• [SELECTED EXTRACT]:

----------------

Trevor Kew (author of the Tomo story “The Bridge to Lillooet”) has lived in Yokohama for three years, teaching English and traveling extensively throughout the country. He teaches at Yokohama International School and is the author of three novels for children: Trading Goals, Sidelined and Breakaway. “The Bridge to Lillooet” was partially inspired by the excellent Canadian National Film Board documentary Sleeping Tigers. Visit his website: www.trevorkew.com
Tell us a bit about your background and how you came to Japan.
Trevor Kew |
This story is based on an actual event. Can you tell us how you learned about this event and what moved you to then create a story based on it?

----------------

• [COLLECTED MATERIAL]:
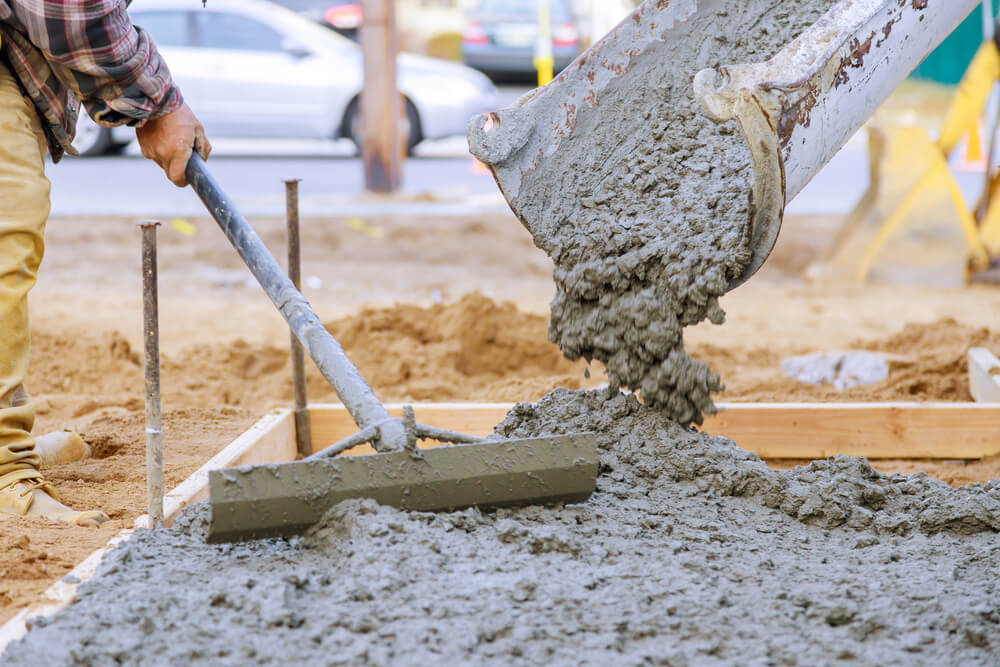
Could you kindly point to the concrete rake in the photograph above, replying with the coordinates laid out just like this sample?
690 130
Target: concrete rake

----------------

• [TO-DO LIST]:
1 – Reproduce word for word the stretch of the author profile from "Trevor Kew (author" through "came to Japan.".
2 – According to the author profile, which documentary partially inspired "The Bridge to Lillooet"?
The listing is separate from the author profile.

• [WRITTEN ANSWERS]:
1 –
Trevor Kew (author of the Tomo story “The Bridge to Lillooet”) has lived in Yokohama for three years, teaching English and traveling extensively throughout the country. He teaches at Yokohama International School and is the author of three novels for children: Trading Goals, Sidelined and Breakaway. “The Bridge to Lillooet” was partially inspired by the excellent Canadian National Film Board documentary Sleeping Tigers. Visit his website: www.trevorkew.com
Tell us a bit about your background and how you came to Japan.

2 – Sleeping Tigers, a Canadian National Film Board documentary.